Excerpts from point annotation data

##############################

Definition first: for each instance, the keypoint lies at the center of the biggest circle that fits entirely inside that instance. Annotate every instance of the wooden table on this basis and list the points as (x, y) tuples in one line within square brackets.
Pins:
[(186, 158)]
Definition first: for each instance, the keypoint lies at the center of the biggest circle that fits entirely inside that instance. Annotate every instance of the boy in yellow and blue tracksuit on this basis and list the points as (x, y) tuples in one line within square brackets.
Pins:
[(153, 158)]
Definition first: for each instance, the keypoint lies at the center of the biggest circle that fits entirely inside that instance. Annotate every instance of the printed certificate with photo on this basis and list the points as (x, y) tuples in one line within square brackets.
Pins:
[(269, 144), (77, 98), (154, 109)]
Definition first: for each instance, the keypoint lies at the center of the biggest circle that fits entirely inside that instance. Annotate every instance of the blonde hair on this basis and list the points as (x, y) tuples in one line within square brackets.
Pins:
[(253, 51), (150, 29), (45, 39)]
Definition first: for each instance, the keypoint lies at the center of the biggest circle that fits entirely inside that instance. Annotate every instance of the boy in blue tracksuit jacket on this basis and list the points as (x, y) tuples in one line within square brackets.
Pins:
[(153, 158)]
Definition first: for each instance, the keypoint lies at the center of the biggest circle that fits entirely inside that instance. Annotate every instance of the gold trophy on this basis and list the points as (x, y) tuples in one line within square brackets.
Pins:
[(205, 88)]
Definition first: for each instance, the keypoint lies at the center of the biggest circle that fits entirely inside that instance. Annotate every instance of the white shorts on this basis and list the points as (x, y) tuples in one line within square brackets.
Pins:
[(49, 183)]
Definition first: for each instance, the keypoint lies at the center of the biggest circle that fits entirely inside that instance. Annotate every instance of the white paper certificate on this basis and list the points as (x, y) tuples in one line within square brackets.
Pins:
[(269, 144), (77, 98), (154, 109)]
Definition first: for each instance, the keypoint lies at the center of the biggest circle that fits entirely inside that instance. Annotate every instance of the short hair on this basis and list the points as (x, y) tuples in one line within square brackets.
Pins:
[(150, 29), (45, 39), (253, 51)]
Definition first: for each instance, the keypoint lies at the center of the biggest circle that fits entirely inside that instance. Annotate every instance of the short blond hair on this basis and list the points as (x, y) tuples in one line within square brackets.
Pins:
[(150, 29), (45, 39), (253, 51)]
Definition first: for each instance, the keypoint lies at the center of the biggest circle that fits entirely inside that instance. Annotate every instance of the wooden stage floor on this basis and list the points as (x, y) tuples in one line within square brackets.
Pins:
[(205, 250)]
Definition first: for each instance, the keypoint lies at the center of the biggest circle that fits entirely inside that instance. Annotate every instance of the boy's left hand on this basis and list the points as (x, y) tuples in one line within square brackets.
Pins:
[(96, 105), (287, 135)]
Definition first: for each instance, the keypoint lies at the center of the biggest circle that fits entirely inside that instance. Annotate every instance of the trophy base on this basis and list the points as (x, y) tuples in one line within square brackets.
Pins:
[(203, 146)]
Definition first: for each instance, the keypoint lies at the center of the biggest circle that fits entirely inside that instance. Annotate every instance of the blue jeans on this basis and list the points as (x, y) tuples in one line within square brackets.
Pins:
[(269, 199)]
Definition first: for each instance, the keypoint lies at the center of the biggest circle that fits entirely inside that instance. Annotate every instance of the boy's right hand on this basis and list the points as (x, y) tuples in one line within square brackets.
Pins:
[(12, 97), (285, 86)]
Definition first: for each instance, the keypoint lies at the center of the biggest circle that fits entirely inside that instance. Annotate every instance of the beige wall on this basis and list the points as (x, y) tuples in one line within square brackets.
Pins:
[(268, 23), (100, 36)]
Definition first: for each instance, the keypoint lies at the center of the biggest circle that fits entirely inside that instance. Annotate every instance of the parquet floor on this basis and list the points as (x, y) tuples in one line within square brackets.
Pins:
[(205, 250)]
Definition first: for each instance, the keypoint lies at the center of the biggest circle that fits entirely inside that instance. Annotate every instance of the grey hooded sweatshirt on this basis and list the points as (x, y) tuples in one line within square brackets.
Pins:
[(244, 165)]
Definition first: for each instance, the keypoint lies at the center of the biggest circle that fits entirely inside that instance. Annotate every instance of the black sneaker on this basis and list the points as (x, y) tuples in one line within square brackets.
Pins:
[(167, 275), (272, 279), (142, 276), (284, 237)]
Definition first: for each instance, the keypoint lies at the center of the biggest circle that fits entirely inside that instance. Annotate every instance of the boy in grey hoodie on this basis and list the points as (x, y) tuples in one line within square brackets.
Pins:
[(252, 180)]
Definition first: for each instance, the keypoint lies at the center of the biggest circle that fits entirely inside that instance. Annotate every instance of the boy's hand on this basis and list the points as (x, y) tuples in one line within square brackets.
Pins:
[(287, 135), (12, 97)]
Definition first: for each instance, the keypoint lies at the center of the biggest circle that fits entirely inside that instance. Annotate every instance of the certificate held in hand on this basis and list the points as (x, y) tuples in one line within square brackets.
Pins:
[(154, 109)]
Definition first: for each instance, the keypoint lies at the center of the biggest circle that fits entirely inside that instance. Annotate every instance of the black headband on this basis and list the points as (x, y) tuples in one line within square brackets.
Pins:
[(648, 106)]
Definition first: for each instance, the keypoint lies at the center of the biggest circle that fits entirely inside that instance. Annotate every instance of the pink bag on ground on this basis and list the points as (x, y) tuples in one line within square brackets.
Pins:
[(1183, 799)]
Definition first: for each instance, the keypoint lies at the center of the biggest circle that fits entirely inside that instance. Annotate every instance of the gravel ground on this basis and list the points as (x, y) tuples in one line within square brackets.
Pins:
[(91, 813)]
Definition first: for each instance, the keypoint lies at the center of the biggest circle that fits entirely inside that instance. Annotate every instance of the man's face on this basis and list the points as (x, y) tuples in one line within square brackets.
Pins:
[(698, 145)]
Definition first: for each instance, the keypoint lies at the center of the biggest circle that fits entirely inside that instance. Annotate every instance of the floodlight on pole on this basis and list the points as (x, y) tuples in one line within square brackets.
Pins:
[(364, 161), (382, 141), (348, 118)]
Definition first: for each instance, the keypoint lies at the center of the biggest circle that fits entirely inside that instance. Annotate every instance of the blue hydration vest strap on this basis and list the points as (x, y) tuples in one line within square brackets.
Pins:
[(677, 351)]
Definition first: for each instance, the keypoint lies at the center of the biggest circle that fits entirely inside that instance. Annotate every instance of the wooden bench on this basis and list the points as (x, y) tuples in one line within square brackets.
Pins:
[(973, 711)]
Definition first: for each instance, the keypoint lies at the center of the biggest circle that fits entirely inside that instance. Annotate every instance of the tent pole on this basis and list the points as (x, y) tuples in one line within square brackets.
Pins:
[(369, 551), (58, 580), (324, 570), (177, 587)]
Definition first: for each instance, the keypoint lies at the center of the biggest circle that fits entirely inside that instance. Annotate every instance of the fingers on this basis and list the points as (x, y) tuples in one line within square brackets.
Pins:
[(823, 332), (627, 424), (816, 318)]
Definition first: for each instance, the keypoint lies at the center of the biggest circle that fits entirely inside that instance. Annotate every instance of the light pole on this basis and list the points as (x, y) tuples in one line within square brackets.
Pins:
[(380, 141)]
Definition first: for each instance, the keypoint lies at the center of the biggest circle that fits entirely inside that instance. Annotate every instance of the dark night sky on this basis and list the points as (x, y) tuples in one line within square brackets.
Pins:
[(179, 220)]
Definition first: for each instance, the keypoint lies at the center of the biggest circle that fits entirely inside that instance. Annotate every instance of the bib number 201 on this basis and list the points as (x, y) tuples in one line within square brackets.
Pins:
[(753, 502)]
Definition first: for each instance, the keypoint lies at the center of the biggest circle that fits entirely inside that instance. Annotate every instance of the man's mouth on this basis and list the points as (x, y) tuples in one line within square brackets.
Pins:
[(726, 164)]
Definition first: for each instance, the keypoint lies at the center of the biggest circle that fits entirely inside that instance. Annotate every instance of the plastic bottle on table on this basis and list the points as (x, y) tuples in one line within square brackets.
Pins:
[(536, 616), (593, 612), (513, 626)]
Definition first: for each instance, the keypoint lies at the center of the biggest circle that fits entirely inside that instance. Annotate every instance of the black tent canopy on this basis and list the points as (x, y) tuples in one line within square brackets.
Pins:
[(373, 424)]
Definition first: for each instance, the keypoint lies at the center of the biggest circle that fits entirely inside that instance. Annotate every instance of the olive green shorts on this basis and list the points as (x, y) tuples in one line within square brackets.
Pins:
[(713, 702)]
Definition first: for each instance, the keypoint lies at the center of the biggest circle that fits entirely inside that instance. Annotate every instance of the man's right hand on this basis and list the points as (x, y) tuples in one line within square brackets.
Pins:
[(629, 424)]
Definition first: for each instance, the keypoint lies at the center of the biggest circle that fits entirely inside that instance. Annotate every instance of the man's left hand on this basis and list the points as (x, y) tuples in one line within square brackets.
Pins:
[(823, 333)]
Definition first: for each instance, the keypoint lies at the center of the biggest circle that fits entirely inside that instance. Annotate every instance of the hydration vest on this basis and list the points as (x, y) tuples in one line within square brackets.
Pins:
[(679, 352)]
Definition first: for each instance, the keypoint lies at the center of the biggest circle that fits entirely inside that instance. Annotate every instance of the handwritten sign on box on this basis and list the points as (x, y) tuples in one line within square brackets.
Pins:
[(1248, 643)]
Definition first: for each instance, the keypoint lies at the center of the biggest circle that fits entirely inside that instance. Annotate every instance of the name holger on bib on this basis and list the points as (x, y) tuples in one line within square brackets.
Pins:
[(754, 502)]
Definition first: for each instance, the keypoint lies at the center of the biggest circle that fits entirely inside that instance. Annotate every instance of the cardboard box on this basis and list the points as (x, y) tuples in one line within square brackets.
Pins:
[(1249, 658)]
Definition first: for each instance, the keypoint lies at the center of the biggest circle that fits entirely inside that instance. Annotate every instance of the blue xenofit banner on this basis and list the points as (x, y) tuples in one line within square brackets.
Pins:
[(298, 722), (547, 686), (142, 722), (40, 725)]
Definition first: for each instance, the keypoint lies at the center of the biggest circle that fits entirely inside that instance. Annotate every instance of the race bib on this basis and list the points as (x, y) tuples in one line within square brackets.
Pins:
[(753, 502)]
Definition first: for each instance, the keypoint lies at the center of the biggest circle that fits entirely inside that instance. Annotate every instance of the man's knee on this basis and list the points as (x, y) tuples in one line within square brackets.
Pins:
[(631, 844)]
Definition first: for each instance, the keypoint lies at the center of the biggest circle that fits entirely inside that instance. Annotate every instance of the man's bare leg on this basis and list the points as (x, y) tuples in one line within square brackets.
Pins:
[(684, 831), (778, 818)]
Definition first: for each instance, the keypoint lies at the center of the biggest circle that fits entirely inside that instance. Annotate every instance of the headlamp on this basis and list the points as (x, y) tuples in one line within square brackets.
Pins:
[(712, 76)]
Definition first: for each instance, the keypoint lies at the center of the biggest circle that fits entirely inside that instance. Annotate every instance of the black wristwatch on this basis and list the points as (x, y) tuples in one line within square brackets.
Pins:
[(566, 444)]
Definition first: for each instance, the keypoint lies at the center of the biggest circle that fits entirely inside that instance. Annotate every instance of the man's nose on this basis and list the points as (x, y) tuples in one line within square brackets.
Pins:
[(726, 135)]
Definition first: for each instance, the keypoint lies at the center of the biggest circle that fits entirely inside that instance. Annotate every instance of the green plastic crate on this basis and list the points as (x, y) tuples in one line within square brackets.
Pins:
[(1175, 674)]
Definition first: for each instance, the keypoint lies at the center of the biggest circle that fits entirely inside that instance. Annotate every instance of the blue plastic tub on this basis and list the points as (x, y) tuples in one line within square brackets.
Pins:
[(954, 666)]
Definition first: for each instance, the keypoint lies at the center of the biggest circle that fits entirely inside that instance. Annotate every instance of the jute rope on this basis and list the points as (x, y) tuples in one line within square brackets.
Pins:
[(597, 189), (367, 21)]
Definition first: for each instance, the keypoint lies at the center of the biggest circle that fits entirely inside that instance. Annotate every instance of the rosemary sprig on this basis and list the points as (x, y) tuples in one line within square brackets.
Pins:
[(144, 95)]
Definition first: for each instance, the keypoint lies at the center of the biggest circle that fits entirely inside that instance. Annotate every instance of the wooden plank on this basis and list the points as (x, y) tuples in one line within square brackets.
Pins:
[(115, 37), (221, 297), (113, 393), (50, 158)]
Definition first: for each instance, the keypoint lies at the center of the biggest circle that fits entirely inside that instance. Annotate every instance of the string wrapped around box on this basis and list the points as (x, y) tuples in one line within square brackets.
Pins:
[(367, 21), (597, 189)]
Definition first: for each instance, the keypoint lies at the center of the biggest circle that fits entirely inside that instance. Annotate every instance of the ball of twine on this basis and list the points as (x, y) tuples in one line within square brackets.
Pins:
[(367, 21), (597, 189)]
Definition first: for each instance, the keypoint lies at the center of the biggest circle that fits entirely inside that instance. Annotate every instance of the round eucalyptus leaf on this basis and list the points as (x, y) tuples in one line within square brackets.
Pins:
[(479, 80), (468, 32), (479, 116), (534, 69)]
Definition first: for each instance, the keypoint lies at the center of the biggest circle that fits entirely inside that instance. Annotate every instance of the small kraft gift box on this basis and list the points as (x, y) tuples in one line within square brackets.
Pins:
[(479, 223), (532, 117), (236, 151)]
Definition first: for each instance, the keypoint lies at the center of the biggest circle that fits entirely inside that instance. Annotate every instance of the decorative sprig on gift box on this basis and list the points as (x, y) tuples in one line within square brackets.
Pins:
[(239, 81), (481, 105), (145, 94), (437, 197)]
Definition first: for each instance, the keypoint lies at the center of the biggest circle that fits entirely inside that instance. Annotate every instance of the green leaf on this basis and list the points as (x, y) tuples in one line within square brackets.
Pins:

##############################

→ **Exercise prompt**
Can you repeat, word for word, the lines from the one containing "the boy's hand" through the one containing "[(287, 135), (12, 97)]", inclusive?

→ **Response to this task**
Definition first: for each instance, the keypoint lies at the center of the biggest circle that fits entirely inside that instance. Annotate every instance of the boy's hand on this basis and list the points as (x, y) tuples in one line within square brackets.
Pins:
[(287, 135), (12, 97)]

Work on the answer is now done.